» Tasks
1. Copy everything in the disaster recovery article from "Respondents were overwhelmingly" down to "up on tape.".
2. Answer these questions from the disaster recovery article.
(a) What share of organizations tested their disaster recovery plans every month?
(b) Which method of data storage was the most frequent?
(c) What job title does the article give for Paul Lancaster?
3. Say whether each statement agrees with the disaster recovery article, and quote the words that decide it.
(a) Most respondents were concerned about data loss.
(b) Every respondent recovered critical data and applications during data recovery tests.
(c) Lancaster said a disk is easier than a tape to send to a backup site.

» Text
+++

Respondents were overwhelmingly concerned about data loss (82 per cent), although only 8 per cent actually needed to implement their disaster recovery plan because of it.
Companies with disaster recovery plans are active in testing them. 20 per cent of organisations tested their disaster recovery plans every month, and almost half of respondents tested at least once a year.
However, the tests were not always successful. 34 per cent of respondents were not able to successfully recover critical data and applications during data recovery tests.
The most frequent method of data storage was disk backup (44 per cent), with a surprising 36 per cent backing up on tape.
“We’re always going to see tape as a final destination point,” said Paul Lancaster, Director of Systems Engineering for Australia and New Zealand. “It’s pretty hard to pull a disk out of an array and send it off to a backup site, but a tape can be transported to a back-up site easily and without interrupting anything.”
But a lack of efficient technology and software, resource constraints and excessive time requirements were concerns with backing up virtual machines.
Lancaster emphasised the importance of disaster recovery plans in saving the 'most important' part of ICT: data.
“It all comes down to the data, and using that data. It also comes down to being able to back-up data properly, and having the appropriate software and teaching tools.”
The nature of secure data storage had changed dramatically in the last few years, Lancaster said.
“Now we have different technologies. Take continuous data replication, which builds a continuous environment for the business, so that data is automatically replicated from Site A to Site B, and then to a final destination like a storage house.
“There’s a lot of outsourcing of this work in the Australian business sphere and there are service level agreements associated with that. Which creates some interesting service level agreements.
"What is a realistic time frame for getting data back online? Is it 30 minutes, or is it seven days? Is it before the client even notices it's gone?”

+++

» Data shown
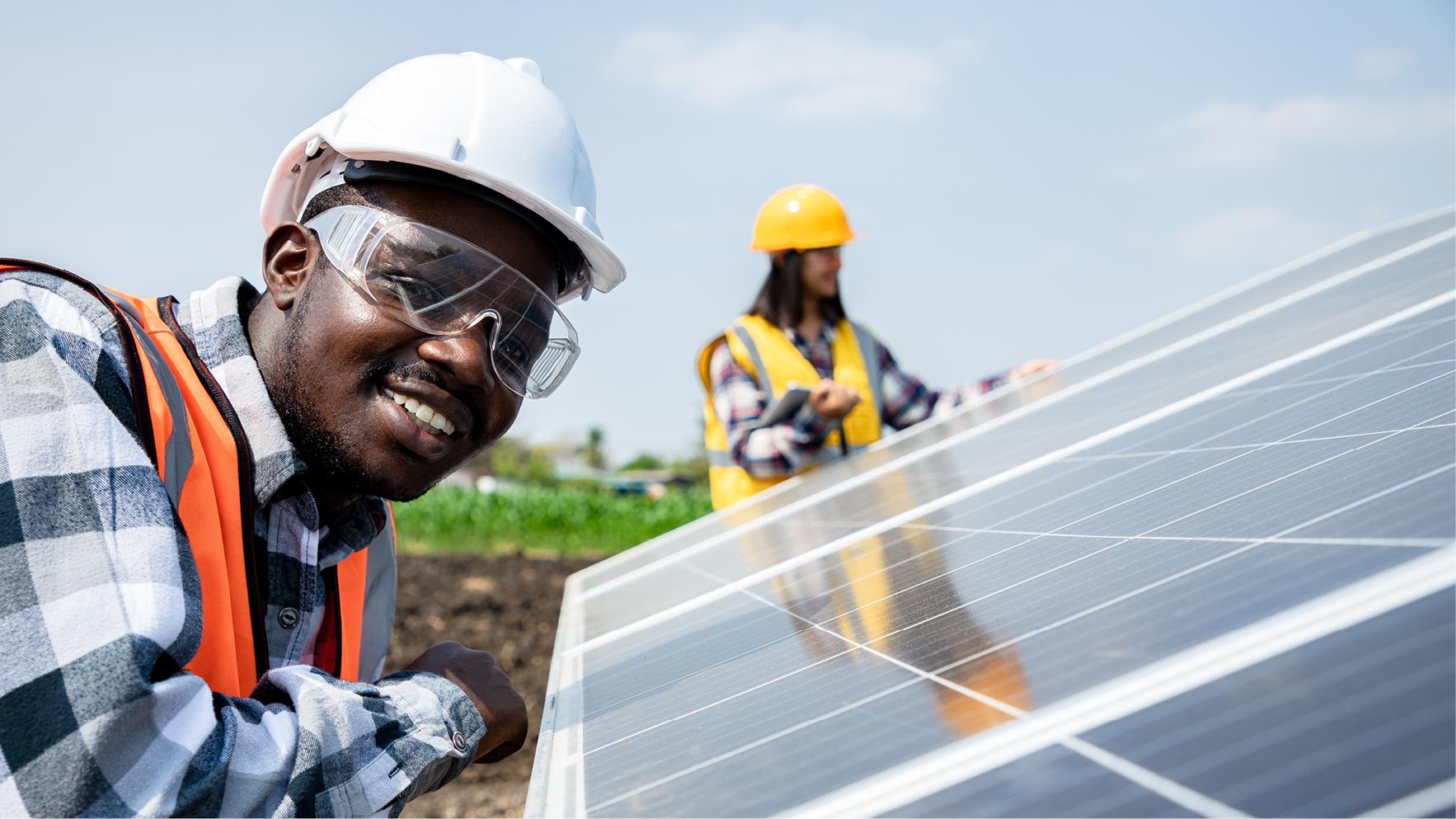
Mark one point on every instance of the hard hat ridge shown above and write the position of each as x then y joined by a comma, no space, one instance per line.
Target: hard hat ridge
801,218
481,120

+++

» Answer list
1.
Respondents were overwhelmingly concerned about data loss (82 per cent), although only 8 per cent actually needed to implement their disaster recovery plan because of it.
Companies with disaster recovery plans are active in testing them. 20 per cent of organisations tested their disaster recovery plans every month, and almost half of respondents tested at least once a year.
However, the tests were not always successful. 34 per cent of respondents were not able to successfully recover critical data and applications during data recovery tests.
The most frequent method of data storage was disk backup (44 per cent), with a surprising 36 per cent backing up on tape.

2.
(a) 20 per cent
(b) Disk backup (44 per cent)
(c) Director of Systems Engineering for Australia and New Zealand

3.
(a) Yes: "Respondents were overwhelmingly concerned about data loss (82 per cent)"
(b) No: "34 per cent of respondents were not able to successfully recover critical data and applications during data recovery tests."
(c) No: "It’s pretty hard to pull a disk out of an array and send it off to a backup site, but a tape can be transported to a back-up site easily"